Excerpted text:
What do you do when your family history research brings you up short in front of a second spouse? Do you follow the story of the "ex" and all the kin connected to that new add to the family? Do you bother organizing all those step-relatives in their proper place in the family tree? Or do you prefer to remain satisfied with direct-line-only pedigrees?
Lately, I've been working on a fourth cousin descended from my Tison ancestors in Georgia. One particular line presented the "his, hers, and theirs" scenario for the children (sometimes with multiple iterations of the process), and I didn't just want to glean the direct-line relatives and then walk away.
That meant seeking out the subsequent obituaries for the previously-deceased or divorced spouse's other wife or husband, gleaning the names of all the children in common for that couple, then transposing the details into the blended family's picture. When a research goal is to find a place in the family tree for each of the descendants of one's ancestors, as mine is for DNA testing purposes, it is important to know who is who. That includes those collateral lines—and even all the details of children from their multiple marriages.
In selecting the final choice from my father-in-law's ancestors to pursue for the upcoming year's research goals, I feel the need to linger a little bit longer on the founding immigrant ancestor of his patriline, John Stevens. Immigrant John Stevens already figures in my Twelve Most Wanted for 2022 as my eighth choice for the upcoming year's research duties. However, what I find in the ninth month may help fill in some blanks if I miss the mark with August's research project.

Records provided:
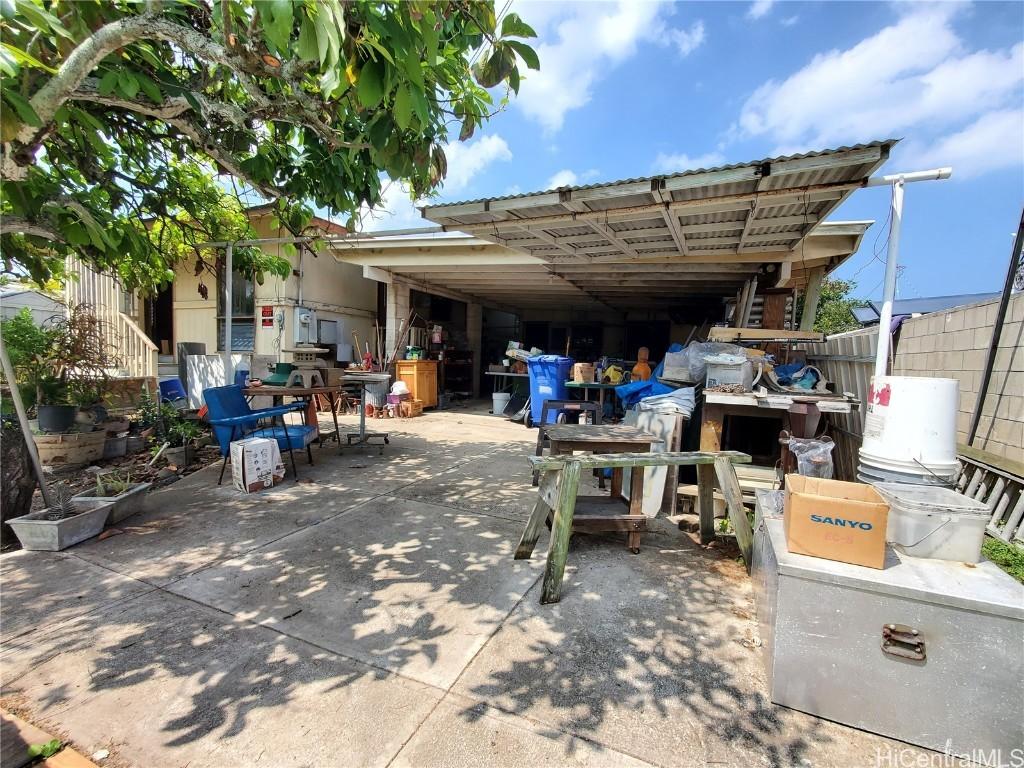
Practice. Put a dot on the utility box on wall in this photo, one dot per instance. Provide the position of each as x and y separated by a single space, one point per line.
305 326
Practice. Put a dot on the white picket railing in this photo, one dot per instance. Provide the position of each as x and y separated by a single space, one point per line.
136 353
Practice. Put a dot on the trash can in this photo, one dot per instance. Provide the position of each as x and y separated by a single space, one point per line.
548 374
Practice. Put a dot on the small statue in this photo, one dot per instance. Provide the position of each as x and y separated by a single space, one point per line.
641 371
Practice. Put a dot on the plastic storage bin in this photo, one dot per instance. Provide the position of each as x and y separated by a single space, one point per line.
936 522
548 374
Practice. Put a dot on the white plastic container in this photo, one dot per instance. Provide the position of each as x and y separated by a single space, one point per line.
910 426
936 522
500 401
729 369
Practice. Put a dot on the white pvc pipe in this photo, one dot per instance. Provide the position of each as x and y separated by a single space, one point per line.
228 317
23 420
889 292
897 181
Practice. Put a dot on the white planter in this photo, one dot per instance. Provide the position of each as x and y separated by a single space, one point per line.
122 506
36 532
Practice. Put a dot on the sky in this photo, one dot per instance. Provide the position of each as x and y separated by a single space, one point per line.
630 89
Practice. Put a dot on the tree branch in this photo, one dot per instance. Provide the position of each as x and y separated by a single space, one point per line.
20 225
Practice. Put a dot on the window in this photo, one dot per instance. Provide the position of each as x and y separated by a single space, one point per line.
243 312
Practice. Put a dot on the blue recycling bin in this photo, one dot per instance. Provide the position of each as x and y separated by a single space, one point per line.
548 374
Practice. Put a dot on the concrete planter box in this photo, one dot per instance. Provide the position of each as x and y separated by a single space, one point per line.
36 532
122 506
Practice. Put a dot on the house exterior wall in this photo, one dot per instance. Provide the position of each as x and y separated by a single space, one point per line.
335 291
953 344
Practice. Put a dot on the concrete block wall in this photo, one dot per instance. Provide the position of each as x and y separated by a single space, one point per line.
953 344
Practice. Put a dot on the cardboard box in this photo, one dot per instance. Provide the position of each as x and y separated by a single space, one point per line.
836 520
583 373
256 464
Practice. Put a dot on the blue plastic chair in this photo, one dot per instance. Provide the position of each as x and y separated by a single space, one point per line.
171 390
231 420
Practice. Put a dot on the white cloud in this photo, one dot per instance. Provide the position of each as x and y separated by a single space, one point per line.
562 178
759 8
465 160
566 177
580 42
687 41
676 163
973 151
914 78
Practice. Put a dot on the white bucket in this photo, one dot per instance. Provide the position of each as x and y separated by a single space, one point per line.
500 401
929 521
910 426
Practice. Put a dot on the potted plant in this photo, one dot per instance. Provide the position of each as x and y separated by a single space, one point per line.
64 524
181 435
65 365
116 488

Work instructions:
a – According to the family history text, why does the writer go beyond direct-line relatives to record the children of a spouse's other marriages?
b – Continue the family history text from where it stops.

Results for each task:
a – The writer's research goal, for DNA testing purposes, is to find a place in the family tree for each descendant of their ancestors. That makes it important to know who is who, including collateral lines and the children from their multiple marriages.

b –
The reason I'm confident of this possibility is that, like my Tison cousins, John Stevens had a second marriage. Of course, in that era in which he lived—the 1800s—his first wife was not exactly an "ex" but a wife who died following childbirth. Still, the research process is the same when it comes to sorting out the children. Though my father-in-law descended from John Stevens' first wife, the second wife bore him three daughters. They, too, have descendants who may be DNA matches—if only I know of their existence and can trace their line back to our mutual Stevens ancestor.
In addition, just as I've always wondered whether the Stevens surname was truly my father-in-law's "real" Irish patrilineal surname, I have questions about John's choice for a second wife. The reason? Though she also claimed to have emigrated from Ireland, her maiden name—Murdock—seems more likely to have been Scottish.
Running on the F.A.N. Club theory—that those who stay together through thick and thin may have an abiding reason for their connection, whether family, associates or long-time neighbors—I find it curious that the Irish immigrant patriarch claiming a not-particularly-Irish surname should choose, for his second wife, someone else from Ireland with a not-particularly-Irish maiden name. Could the association point us in the right direction to discover where John Stevens really came from?